> [Problem to solve]:
Pictures should be omitted; restate word for word the lines from the one holding "Detect pendant light." through the last line of the entries below.

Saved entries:
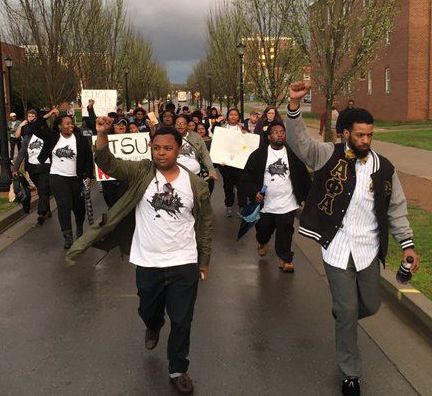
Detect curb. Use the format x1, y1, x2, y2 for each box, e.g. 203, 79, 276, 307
380, 266, 432, 333
0, 195, 40, 233
292, 220, 432, 335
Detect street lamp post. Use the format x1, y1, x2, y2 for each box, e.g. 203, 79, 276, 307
0, 41, 12, 192
236, 42, 246, 122
5, 57, 12, 113
208, 73, 213, 108
124, 67, 130, 111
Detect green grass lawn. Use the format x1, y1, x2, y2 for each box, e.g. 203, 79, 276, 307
374, 129, 432, 151
386, 205, 432, 299
0, 197, 16, 215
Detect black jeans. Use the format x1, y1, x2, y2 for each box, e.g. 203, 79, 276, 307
10, 137, 21, 159
28, 163, 51, 215
219, 165, 247, 208
50, 174, 85, 232
136, 264, 199, 374
255, 210, 296, 262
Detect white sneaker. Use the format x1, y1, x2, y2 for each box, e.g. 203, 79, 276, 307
226, 207, 233, 217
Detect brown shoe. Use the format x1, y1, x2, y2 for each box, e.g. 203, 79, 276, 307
257, 243, 269, 257
170, 373, 194, 394
145, 327, 160, 350
279, 260, 295, 272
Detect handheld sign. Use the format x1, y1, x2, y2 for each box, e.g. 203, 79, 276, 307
92, 133, 151, 181
210, 127, 260, 169
82, 90, 118, 117
148, 112, 159, 125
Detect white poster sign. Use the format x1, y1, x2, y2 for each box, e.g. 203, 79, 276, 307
81, 89, 118, 117
210, 127, 260, 169
92, 133, 151, 181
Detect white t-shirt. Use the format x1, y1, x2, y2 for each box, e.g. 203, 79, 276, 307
261, 146, 299, 214
177, 134, 200, 174
129, 167, 198, 268
27, 134, 50, 165
50, 134, 77, 177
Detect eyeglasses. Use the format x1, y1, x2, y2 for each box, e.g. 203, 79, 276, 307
162, 183, 174, 205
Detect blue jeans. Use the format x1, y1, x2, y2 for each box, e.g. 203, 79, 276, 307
136, 263, 199, 374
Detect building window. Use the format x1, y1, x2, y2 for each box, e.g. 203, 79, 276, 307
385, 30, 391, 45
367, 70, 372, 95
385, 68, 391, 94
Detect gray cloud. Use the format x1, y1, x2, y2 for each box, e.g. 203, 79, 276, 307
127, 0, 211, 83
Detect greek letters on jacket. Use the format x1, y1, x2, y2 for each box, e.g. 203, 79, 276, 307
299, 144, 394, 262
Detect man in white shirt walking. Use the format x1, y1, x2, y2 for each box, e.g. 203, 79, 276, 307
243, 122, 311, 271
284, 82, 420, 396
77, 121, 213, 395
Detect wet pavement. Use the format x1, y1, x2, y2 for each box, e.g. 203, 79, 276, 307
0, 184, 421, 395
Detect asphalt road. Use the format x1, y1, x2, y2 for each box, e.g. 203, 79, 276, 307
0, 184, 421, 395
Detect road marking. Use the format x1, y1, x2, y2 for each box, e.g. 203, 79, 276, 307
399, 289, 421, 294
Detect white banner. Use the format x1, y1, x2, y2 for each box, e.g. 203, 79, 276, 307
210, 127, 260, 169
81, 89, 118, 117
92, 133, 151, 181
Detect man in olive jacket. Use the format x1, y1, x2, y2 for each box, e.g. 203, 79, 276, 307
67, 119, 212, 395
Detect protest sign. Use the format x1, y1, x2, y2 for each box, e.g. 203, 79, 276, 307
210, 127, 260, 169
81, 90, 118, 117
92, 133, 151, 181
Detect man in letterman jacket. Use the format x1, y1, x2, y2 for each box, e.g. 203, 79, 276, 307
284, 82, 420, 396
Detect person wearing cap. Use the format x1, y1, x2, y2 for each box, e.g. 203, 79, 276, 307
113, 117, 128, 134
243, 111, 260, 134
8, 112, 22, 161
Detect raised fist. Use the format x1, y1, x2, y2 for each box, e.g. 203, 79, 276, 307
96, 116, 112, 135
289, 81, 311, 101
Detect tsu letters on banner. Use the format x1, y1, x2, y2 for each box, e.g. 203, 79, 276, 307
81, 90, 118, 117
92, 133, 151, 181
210, 126, 260, 169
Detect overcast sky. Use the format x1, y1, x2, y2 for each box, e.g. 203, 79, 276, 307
127, 0, 211, 84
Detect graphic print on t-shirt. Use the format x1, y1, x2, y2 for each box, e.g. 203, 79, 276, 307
268, 158, 288, 180
180, 143, 194, 157
29, 139, 43, 151
147, 186, 184, 219
54, 145, 76, 161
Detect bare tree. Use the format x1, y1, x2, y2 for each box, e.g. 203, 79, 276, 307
236, 0, 306, 106
2, 0, 85, 105
287, 0, 398, 141
187, 59, 210, 108
206, 0, 243, 109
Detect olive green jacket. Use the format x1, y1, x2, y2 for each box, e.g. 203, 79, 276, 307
66, 146, 213, 267
183, 131, 215, 174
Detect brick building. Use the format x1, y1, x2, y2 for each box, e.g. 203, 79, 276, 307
312, 0, 432, 121
1, 42, 25, 115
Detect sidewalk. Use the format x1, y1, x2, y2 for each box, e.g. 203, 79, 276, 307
306, 125, 432, 181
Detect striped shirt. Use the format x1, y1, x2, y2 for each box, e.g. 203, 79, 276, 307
322, 149, 379, 271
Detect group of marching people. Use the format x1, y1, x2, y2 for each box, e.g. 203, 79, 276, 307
9, 81, 420, 395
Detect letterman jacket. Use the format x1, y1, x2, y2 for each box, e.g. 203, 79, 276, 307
284, 109, 414, 264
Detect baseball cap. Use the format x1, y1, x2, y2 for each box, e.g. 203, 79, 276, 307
10, 112, 17, 117
113, 118, 128, 126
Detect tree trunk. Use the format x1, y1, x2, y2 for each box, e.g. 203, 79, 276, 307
324, 97, 335, 143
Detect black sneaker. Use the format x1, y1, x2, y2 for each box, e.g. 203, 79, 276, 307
342, 377, 360, 395
145, 327, 160, 350
37, 215, 45, 225
170, 373, 194, 395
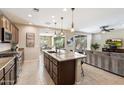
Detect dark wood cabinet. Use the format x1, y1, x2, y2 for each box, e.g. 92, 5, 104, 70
12, 25, 19, 44
44, 53, 75, 85
0, 15, 19, 44
0, 78, 4, 85
4, 69, 10, 85
5, 64, 16, 85
0, 57, 17, 85
49, 60, 53, 77
0, 69, 4, 85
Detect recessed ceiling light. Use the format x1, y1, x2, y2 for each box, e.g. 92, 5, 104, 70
33, 8, 40, 12
52, 16, 55, 18
63, 8, 67, 11
52, 20, 56, 22
28, 14, 32, 17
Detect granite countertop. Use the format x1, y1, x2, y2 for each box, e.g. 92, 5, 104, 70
43, 49, 86, 62
0, 49, 24, 57
0, 57, 15, 71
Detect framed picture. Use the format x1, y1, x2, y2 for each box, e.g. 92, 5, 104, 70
26, 33, 35, 47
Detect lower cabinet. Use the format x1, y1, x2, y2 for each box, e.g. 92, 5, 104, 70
0, 70, 4, 85
0, 78, 4, 85
4, 70, 10, 85
111, 56, 124, 76
44, 53, 75, 85
86, 51, 124, 77
0, 57, 17, 85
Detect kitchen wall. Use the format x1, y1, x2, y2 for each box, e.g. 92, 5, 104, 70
16, 24, 41, 62
92, 29, 124, 50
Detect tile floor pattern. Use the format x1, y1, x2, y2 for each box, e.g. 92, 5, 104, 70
17, 55, 124, 85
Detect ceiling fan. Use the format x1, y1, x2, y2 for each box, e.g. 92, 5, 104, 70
100, 25, 114, 32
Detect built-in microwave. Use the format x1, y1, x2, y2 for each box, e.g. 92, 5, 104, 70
1, 28, 12, 43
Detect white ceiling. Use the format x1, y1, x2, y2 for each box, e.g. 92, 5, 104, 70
1, 8, 124, 33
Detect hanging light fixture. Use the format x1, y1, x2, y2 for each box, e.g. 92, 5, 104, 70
60, 17, 64, 36
71, 8, 75, 32
54, 22, 57, 36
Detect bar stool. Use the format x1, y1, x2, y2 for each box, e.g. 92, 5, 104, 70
81, 60, 84, 76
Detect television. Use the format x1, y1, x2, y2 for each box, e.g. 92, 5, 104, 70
114, 40, 123, 47
106, 39, 123, 47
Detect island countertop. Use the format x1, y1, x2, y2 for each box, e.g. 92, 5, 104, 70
43, 49, 86, 62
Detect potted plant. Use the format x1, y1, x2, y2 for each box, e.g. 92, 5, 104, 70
11, 41, 18, 51
91, 43, 100, 50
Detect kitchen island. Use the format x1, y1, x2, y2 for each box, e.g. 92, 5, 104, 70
43, 50, 86, 85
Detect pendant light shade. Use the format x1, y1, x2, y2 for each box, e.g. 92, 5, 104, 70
60, 17, 64, 36
54, 22, 57, 36
71, 8, 75, 32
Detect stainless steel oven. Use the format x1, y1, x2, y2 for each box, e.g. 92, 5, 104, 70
1, 28, 12, 43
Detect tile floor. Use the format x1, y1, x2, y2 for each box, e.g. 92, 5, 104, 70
17, 55, 124, 85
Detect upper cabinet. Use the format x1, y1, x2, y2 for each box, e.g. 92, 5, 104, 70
0, 15, 19, 43
0, 16, 11, 32
12, 25, 19, 44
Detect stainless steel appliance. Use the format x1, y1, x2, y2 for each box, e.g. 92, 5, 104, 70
1, 28, 12, 43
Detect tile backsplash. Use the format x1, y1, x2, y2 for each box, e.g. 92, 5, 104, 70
0, 43, 11, 52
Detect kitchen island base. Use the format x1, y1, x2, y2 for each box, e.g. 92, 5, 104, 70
43, 50, 85, 85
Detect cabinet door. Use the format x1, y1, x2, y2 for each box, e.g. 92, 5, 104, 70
117, 59, 124, 76
44, 55, 47, 67
2, 17, 7, 29
92, 53, 95, 66
52, 63, 58, 75
12, 26, 16, 42
52, 72, 57, 84
15, 29, 19, 43
111, 57, 118, 74
46, 58, 50, 72
0, 69, 3, 80
94, 54, 98, 66
5, 65, 16, 85
0, 78, 4, 85
10, 65, 16, 85
0, 70, 4, 85
49, 60, 53, 77
5, 70, 10, 85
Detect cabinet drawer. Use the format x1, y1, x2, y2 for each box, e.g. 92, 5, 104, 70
0, 70, 3, 79
52, 72, 57, 84
5, 60, 15, 73
52, 59, 58, 65
49, 56, 53, 61
52, 63, 58, 74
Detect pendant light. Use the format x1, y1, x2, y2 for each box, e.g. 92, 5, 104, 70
60, 17, 64, 36
71, 8, 75, 32
54, 22, 57, 36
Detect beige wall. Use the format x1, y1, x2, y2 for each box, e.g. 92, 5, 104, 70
17, 24, 40, 61
92, 29, 124, 50
17, 24, 92, 61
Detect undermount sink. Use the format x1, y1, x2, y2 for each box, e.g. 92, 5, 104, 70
47, 51, 57, 53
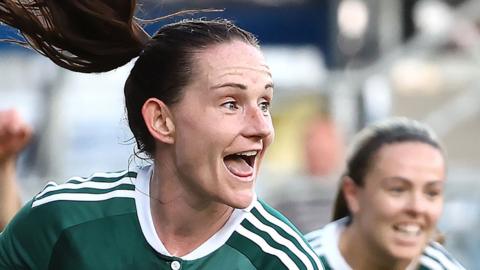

> [Reply]:
Detect pendant light. Use the format x1, y1, x2, y2 for each box, e.g. 92, 5, 104, 70
60, 17, 64, 36
71, 8, 75, 32
54, 22, 57, 36
Detect beige wall. Use the format x1, y1, x2, y2 for each box, e.g. 92, 5, 104, 70
17, 24, 40, 61
92, 29, 124, 50
17, 24, 92, 61
Detect undermount sink. Use the format x1, y1, x2, y2 for each box, e.g. 92, 5, 104, 70
47, 51, 57, 53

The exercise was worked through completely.